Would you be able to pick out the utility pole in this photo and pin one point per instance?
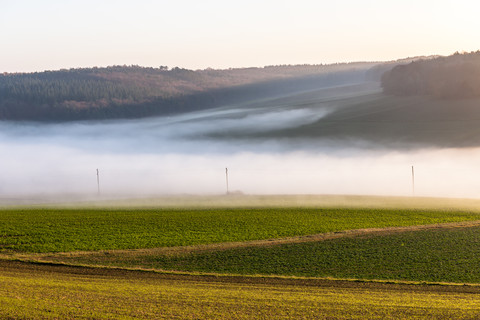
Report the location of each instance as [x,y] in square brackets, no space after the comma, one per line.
[413,181]
[98,182]
[226,177]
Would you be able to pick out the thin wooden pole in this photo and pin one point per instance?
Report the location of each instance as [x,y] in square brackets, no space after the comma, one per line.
[413,181]
[98,182]
[226,177]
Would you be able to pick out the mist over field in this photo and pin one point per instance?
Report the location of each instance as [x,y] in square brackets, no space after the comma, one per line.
[188,154]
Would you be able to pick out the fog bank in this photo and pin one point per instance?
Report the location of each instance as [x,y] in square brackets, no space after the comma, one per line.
[188,154]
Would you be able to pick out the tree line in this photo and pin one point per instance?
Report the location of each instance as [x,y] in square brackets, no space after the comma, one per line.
[134,91]
[453,77]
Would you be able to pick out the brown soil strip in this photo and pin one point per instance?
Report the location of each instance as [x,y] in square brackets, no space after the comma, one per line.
[19,268]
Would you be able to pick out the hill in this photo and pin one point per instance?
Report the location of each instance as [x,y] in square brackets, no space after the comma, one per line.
[135,92]
[452,77]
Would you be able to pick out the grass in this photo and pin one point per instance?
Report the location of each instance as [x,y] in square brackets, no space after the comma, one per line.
[437,255]
[64,230]
[46,293]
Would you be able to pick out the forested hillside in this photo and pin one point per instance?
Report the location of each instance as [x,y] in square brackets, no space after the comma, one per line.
[452,77]
[133,91]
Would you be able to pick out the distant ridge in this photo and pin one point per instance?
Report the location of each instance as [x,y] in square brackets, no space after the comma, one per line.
[453,77]
[134,92]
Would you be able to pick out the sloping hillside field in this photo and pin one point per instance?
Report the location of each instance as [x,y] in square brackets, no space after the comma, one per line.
[332,257]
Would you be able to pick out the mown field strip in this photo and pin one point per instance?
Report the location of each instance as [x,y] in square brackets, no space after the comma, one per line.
[52,292]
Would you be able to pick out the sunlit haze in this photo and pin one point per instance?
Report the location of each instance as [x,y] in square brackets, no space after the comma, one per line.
[54,34]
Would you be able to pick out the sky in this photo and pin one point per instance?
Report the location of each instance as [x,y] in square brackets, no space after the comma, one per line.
[54,34]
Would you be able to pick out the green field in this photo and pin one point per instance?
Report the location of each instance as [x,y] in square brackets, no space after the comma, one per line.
[64,230]
[304,257]
[437,255]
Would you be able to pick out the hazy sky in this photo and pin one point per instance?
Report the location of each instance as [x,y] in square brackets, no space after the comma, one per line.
[53,34]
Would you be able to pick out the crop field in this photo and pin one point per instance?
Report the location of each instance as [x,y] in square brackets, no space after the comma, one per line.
[449,254]
[374,258]
[65,230]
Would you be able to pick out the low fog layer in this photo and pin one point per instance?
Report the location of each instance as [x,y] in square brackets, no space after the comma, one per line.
[177,155]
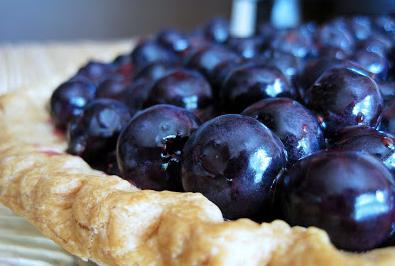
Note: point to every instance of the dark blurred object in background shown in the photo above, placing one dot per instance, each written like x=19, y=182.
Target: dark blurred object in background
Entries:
x=322, y=10
x=26, y=20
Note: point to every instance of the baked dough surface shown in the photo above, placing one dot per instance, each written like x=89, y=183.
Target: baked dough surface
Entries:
x=105, y=219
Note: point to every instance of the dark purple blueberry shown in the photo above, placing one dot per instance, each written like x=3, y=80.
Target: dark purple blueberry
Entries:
x=173, y=40
x=332, y=52
x=344, y=97
x=247, y=47
x=336, y=34
x=107, y=164
x=113, y=88
x=387, y=89
x=149, y=148
x=360, y=27
x=295, y=125
x=69, y=100
x=136, y=95
x=217, y=30
x=156, y=70
x=149, y=51
x=233, y=160
x=182, y=88
x=372, y=62
x=388, y=118
x=207, y=59
x=251, y=83
x=96, y=71
x=94, y=134
x=367, y=139
x=313, y=70
x=298, y=42
x=348, y=194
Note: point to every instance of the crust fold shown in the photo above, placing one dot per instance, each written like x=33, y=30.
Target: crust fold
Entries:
x=105, y=219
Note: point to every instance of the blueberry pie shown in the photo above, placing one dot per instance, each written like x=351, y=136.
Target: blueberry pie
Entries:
x=204, y=149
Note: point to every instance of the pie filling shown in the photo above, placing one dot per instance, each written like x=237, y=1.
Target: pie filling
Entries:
x=293, y=124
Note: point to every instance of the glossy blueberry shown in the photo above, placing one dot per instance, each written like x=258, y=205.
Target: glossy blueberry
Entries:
x=95, y=132
x=360, y=27
x=96, y=71
x=295, y=125
x=372, y=62
x=136, y=95
x=233, y=161
x=217, y=30
x=251, y=83
x=344, y=97
x=182, y=88
x=332, y=52
x=156, y=70
x=387, y=89
x=69, y=100
x=113, y=88
x=149, y=51
x=149, y=148
x=388, y=119
x=173, y=40
x=207, y=59
x=348, y=194
x=369, y=140
x=247, y=47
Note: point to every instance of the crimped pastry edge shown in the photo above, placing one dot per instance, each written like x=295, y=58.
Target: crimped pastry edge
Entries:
x=106, y=220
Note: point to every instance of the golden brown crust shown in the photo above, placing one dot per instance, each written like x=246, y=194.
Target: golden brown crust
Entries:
x=107, y=220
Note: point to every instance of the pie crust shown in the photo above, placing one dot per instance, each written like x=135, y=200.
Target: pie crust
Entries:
x=106, y=220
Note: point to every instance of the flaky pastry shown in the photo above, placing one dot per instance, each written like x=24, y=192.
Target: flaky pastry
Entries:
x=107, y=220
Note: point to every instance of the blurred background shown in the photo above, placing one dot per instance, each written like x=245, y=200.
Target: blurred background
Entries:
x=28, y=20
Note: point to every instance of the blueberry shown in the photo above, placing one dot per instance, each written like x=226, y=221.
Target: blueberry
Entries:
x=173, y=40
x=360, y=27
x=345, y=97
x=149, y=51
x=388, y=118
x=251, y=83
x=182, y=88
x=295, y=125
x=95, y=132
x=217, y=30
x=233, y=161
x=149, y=148
x=137, y=94
x=207, y=59
x=69, y=100
x=369, y=140
x=348, y=194
x=387, y=89
x=372, y=62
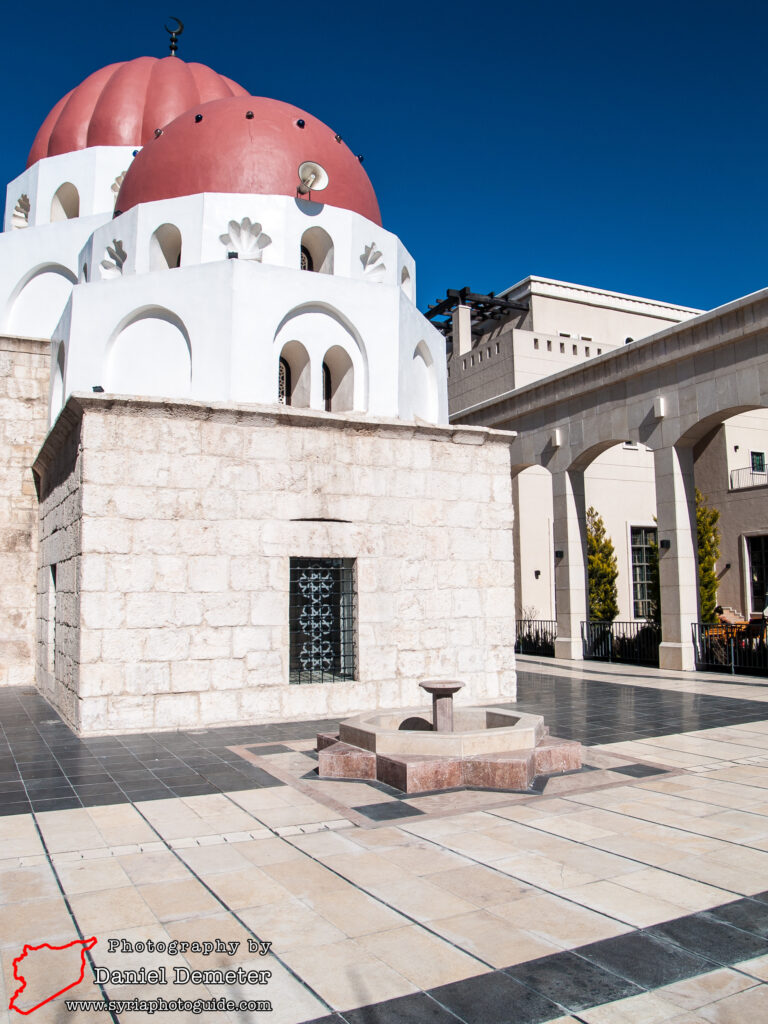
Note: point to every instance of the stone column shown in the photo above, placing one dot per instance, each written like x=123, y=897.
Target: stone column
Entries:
----------
# TASK
Repeat every record above exactly, but leave out any pictures.

# CORRECT ANSWER
Would you be able to pick out the utility pole in this photo and pin one point per instance?
Report the location of each instance as [x,y] in square brackets, no space after the comma, one per line.
[413,181]
[98,182]
[226,177]
Would you be able to pick out the thin wooden pole in this photo and pin one point per instance?
Report the location of each instance as [x,y] in square brackets, no space after the comma, one per line.
[413,181]
[98,182]
[226,177]
Would you be able to pick out the mist over field in this photo and pin one point per instance?
Report the location of each instance as [x,y] in square brackets, no space after the comma, one per line.
[188,154]
Would you be able to pick out the fog bank in this photo and pin one point per instance?
Report the location of each instance as [x,y] in square brackets, no space after the comma, one per line.
[188,154]
Would you be able to pick out the tree line in this photo and pin one point per instance?
Report the location of each instance as [x,y] in square brackets, no space after the comma, one per line.
[134,91]
[453,77]
Would you be able to pick out the brown soil strip in this photo and pin one point per instance?
Report the location of each instance as [x,y] in square brackets, no space after the comma, one per line.
[19,268]
Would you be able to pick out the hill in this photo and pin one point per instance?
Report the location of each instance as [x,y] in square brackets, no space after the comma, one per line.
[135,92]
[452,77]
Would you be able to pick out the grass in this photo and pin one point per instance?
Report the location of each instance as [x,y] in square brackets, no space after the comma, one per line.
[437,255]
[64,230]
[46,293]
Would you be able to pick out the forested hillside in this photo and pin one point per instance?
Report the location of each instance as [x,y] in square brackets, no space after the comma, one per line.
[452,77]
[133,91]
Would you be able to pick out the distant ridge in this photo and pin one point per instance?
Report the location of each instance as [x,y] in square brackets, no space after the comma, one per line.
[453,77]
[134,92]
Would you be able to pick out the sloping hillside field in this photo and pin one point per instance?
Report the location of each instance as [x,y] in square brackets, no space after the comma, one per line.
[332,257]
Would you be able to pick out the mown field strip in this photo and pin one point per instance?
Report the location of each instance as [x,y] in square brackets, no space after the comma, one per line.
[52,292]
Would you be able to pick out the sunlit haze in this photo and pin one point per instance?
Report the location of each instance as [x,y] in square brackets, no space after the comma, one per line.
[54,34]
Would you be able to pick out the sky in this photo and pin one point per instance?
Report the location of each instance as [x,y] in square brackets, no space after the comma, one per line.
[54,34]
Would you be able to pick out the green field in this photo and pin one point per instance?
Report the location of each instance as [x,y] in square brackets, no space after the comma, one per line.
[64,230]
[304,257]
[437,255]
Would you be able to pick out the hazy sky in this photo and pin one point per instance?
Report the location of each instance as [x,y] in square brackets, no space after the comma, one per line.
[53,34]
Would you be able to pick out the crop field in this photo and pin one point per instance?
Report the location of each instance as [x,y] in square brackets, no space after the comma, one per line.
[449,254]
[374,258]
[65,230]
Would you be able to pick out the low fog layer in this photo and pin one point per instance?
Report the location of each instance as [x,y] in square brackets, no space after the comma, one per line.
[177,155]
Note: point to every instance of the dark blurred object in background shown in the photo above, placing one dot per instance, each written like x=19, y=182.
Target: dark blurred object in background
Entries:
x=322, y=10
x=26, y=20
Note: point to every instance of the baked dough surface shown in the photo above, placing one dot per instance, each written like x=89, y=183.
Target: baked dough surface
Entries:
x=105, y=219
Note: point to every instance of the dark purple blueberry shown in the photo above, placing one dot per instance, each written like x=3, y=80.
Target: dark purple blueberry
Entries:
x=173, y=40
x=332, y=52
x=344, y=97
x=247, y=47
x=336, y=34
x=107, y=164
x=113, y=88
x=387, y=89
x=149, y=148
x=360, y=27
x=295, y=125
x=69, y=100
x=136, y=95
x=217, y=30
x=156, y=70
x=149, y=51
x=233, y=160
x=182, y=88
x=372, y=62
x=388, y=118
x=207, y=59
x=251, y=83
x=96, y=71
x=94, y=134
x=367, y=139
x=313, y=70
x=298, y=42
x=348, y=194
Note: point to every instance of the crust fold shown in the photo above, placing one dot per instance, each written like x=33, y=30.
Target: crust fold
Entries:
x=105, y=219
Note: point to every instance of the blueberry pie shown in the photo above, placing one dot per instance, each written like x=351, y=136.
Target: blueberry pie
Entries:
x=204, y=149
Note: point to every instance of the pie filling shown in the photo above, placing one dot per instance, each written like x=237, y=1.
Target: pie filling
Entries:
x=293, y=124
Note: point to every instance of the glossy blueberry shown in the photo above, placing one dot per instance, each written like x=258, y=205.
Target: glossy blueberry
Entries:
x=95, y=132
x=360, y=27
x=96, y=71
x=295, y=125
x=372, y=62
x=136, y=95
x=233, y=161
x=217, y=30
x=251, y=83
x=344, y=97
x=182, y=88
x=332, y=52
x=156, y=70
x=387, y=89
x=69, y=100
x=113, y=88
x=149, y=51
x=149, y=148
x=388, y=119
x=173, y=40
x=207, y=59
x=348, y=194
x=369, y=140
x=247, y=47
Note: point to every instance of the crimped pastry edge shown in the photo above, placing one dot per instance, each written like x=295, y=58.
Target: crimped pastry edge
Entries:
x=106, y=220
Note: point to every instance of the golden brown crust shown in the photo above, placing one dot per instance, each written like x=246, y=194.
Target: golden brown crust
Entries:
x=107, y=220
Note: point to every instance of the pie crust shown in the photo above, placing one dot per instance, each written like x=135, y=200.
Target: pie crust
Entries:
x=106, y=220
Note: point to every instance of the flaky pastry shown in the photo above, placing one dot per instance, each written like x=24, y=192.
Target: flaky pastry
Entries:
x=107, y=220
Note: point to every instance of the blurred background shown in the photo above, placing one dot per instance, each written like x=245, y=200.
Target: blurred background
Entries:
x=28, y=20
Note: point to every instance of the blueberry shown in the photo above, placing one dot per instance, each written like x=226, y=221.
Target: blueberry
Entries:
x=173, y=40
x=360, y=27
x=345, y=97
x=149, y=51
x=388, y=118
x=251, y=83
x=182, y=88
x=295, y=125
x=95, y=132
x=217, y=30
x=233, y=161
x=149, y=148
x=137, y=94
x=207, y=59
x=69, y=100
x=369, y=140
x=348, y=194
x=387, y=89
x=372, y=62
Note: point to every instance of the stone column shown in the photo above, placing one dot per instance, each written like x=123, y=897.
Target: stone column
Entries:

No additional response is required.